Turn every line of the material below into a numbered list, leaving out any blank lines.

[Records drawn from a data source]
____

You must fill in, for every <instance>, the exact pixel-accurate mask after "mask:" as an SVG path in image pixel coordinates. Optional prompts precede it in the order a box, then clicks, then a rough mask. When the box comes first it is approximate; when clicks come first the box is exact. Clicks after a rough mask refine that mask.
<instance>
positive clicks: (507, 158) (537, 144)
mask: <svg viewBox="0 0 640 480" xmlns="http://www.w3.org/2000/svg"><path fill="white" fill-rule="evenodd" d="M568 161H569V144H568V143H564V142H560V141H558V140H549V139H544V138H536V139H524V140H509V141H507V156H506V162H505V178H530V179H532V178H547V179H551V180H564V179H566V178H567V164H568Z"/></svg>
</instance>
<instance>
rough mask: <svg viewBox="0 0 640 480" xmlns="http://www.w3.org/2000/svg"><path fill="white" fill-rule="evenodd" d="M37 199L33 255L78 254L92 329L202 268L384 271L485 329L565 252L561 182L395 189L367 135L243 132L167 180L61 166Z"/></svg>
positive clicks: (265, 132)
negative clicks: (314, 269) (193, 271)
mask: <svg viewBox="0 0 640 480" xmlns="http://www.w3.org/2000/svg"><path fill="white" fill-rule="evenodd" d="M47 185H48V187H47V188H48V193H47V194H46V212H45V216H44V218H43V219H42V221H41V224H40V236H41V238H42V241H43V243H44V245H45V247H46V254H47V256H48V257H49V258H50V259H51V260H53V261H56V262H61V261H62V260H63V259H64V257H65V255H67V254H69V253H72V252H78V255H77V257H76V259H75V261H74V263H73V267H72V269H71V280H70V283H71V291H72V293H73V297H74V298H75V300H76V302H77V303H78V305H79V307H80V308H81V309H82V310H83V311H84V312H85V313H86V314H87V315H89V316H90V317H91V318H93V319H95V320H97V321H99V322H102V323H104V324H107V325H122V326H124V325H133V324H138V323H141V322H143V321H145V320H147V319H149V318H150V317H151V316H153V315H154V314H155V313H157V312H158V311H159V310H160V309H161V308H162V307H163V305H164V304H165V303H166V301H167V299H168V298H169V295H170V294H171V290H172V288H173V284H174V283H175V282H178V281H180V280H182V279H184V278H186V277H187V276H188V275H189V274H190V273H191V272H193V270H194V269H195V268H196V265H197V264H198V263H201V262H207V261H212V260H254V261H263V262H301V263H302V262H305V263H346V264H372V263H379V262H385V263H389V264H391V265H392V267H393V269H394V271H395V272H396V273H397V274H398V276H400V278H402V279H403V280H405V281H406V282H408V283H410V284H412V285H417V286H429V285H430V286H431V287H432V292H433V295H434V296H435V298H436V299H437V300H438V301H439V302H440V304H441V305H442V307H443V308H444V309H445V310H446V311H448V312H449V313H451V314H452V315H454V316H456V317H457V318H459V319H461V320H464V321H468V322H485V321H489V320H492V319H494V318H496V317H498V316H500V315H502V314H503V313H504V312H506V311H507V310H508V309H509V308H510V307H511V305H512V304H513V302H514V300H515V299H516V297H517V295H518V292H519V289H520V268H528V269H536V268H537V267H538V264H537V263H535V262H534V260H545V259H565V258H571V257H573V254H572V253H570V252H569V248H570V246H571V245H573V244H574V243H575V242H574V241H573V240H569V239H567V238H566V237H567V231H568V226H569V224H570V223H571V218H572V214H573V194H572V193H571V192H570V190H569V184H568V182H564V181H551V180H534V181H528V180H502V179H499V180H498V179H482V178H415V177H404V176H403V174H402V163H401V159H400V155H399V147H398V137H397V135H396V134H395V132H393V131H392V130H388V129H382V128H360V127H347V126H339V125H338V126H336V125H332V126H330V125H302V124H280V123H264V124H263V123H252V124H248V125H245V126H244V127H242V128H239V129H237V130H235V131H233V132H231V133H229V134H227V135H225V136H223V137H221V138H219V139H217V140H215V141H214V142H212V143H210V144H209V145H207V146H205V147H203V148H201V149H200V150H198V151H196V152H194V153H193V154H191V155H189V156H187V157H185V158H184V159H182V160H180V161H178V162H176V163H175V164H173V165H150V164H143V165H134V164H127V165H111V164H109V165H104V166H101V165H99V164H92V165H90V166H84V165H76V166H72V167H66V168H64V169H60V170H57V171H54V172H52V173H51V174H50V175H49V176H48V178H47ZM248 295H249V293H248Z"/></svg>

____

**Response:**
1. You must fill in, for every <instance>, the exact pixel-accurate mask after "mask:" as an SVG path in image pixel coordinates. Optional prompts precede it in the order a box, then clicks, then a rough mask. When the box comes first it is approximate; when clicks come first the box is exact. Clicks after a rough mask refine that mask.
2. <instance>
3. positive clicks: (507, 158) (537, 144)
4. mask: <svg viewBox="0 0 640 480" xmlns="http://www.w3.org/2000/svg"><path fill="white" fill-rule="evenodd" d="M568 161H569V144H568V143H564V142H560V141H558V140H549V139H544V138H536V139H524V140H509V141H507V156H506V162H505V178H530V179H532V178H547V179H551V180H564V179H566V178H567V164H568Z"/></svg>
5. </instance>
6. <instance>
7. rough mask: <svg viewBox="0 0 640 480" xmlns="http://www.w3.org/2000/svg"><path fill="white" fill-rule="evenodd" d="M37 199L33 255L78 254L92 329L202 268L384 271L485 329L565 252L561 182L395 189L367 135L243 132L167 180L61 166Z"/></svg>
8. positive clicks: (265, 132)
9. negative clicks: (314, 269) (193, 271)
10. mask: <svg viewBox="0 0 640 480" xmlns="http://www.w3.org/2000/svg"><path fill="white" fill-rule="evenodd" d="M47 185H48V187H47V188H48V193H47V194H46V212H45V216H44V218H43V219H42V221H41V224H40V236H41V238H42V241H43V243H44V245H45V247H46V254H47V256H48V257H49V258H50V259H51V260H53V261H56V262H61V261H62V260H63V259H64V257H65V255H67V254H69V253H72V252H78V255H77V257H76V259H75V261H74V263H73V267H72V269H71V280H70V283H71V291H72V293H73V297H74V298H75V300H76V302H77V303H78V305H79V307H80V308H81V309H82V310H83V311H84V312H85V313H86V314H87V315H89V316H90V317H91V318H93V319H95V320H97V321H99V322H102V323H104V324H107V325H122V326H124V325H133V324H138V323H141V322H143V321H145V320H147V319H149V318H150V317H151V316H153V315H154V314H155V313H157V312H158V311H159V310H160V309H161V308H162V307H163V305H164V304H165V303H166V301H167V299H168V298H169V295H170V294H171V290H172V288H173V284H174V283H175V282H178V281H180V280H182V279H184V278H186V277H187V276H188V275H189V274H190V273H191V272H193V270H194V269H195V268H196V265H197V264H198V263H201V262H207V261H212V260H254V261H263V262H301V263H302V262H305V263H346V264H372V263H379V262H385V263H389V264H391V265H392V267H393V269H394V271H395V272H396V273H397V274H398V276H400V278H402V279H403V280H405V281H406V282H408V283H410V284H412V285H417V286H429V285H430V286H431V287H432V292H433V295H434V296H435V298H436V299H437V300H438V301H439V302H440V304H441V305H442V307H443V308H444V309H445V310H446V311H448V312H449V313H451V314H452V315H454V316H456V317H457V318H459V319H461V320H464V321H468V322H485V321H489V320H492V319H494V318H496V317H498V316H500V315H502V314H503V313H504V312H506V311H507V310H508V309H509V308H510V307H511V305H512V304H513V302H514V300H515V299H516V297H517V295H518V292H519V289H520V268H528V269H536V268H537V267H538V264H537V263H535V262H534V260H545V259H565V258H571V257H573V254H572V253H570V252H569V248H570V246H571V245H573V244H574V243H575V242H574V241H573V240H569V239H567V238H566V237H567V231H568V226H569V224H570V223H571V218H572V214H573V194H572V193H571V192H570V190H569V184H568V182H564V181H551V180H534V181H528V180H502V179H499V180H498V179H482V178H415V177H404V176H403V174H402V163H401V159H400V155H399V147H398V137H397V135H396V134H395V132H393V131H392V130H388V129H382V128H360V127H347V126H339V125H338V126H336V125H332V126H330V125H302V124H280V123H264V124H263V123H252V124H248V125H245V126H244V127H242V128H239V129H237V130H235V131H233V132H231V133H229V134H227V135H225V136H223V137H221V138H219V139H217V140H215V141H214V142H212V143H210V144H209V145H207V146H205V147H203V148H201V149H200V150H198V151H196V152H194V153H193V154H191V155H189V156H187V157H185V158H184V159H182V160H180V161H178V162H176V163H175V164H173V165H150V164H143V165H134V164H127V165H111V164H109V165H104V166H101V165H99V164H92V165H90V166H84V165H76V166H72V167H66V168H64V169H60V170H57V171H54V172H52V173H51V174H50V175H49V176H48V178H47ZM248 295H249V293H248Z"/></svg>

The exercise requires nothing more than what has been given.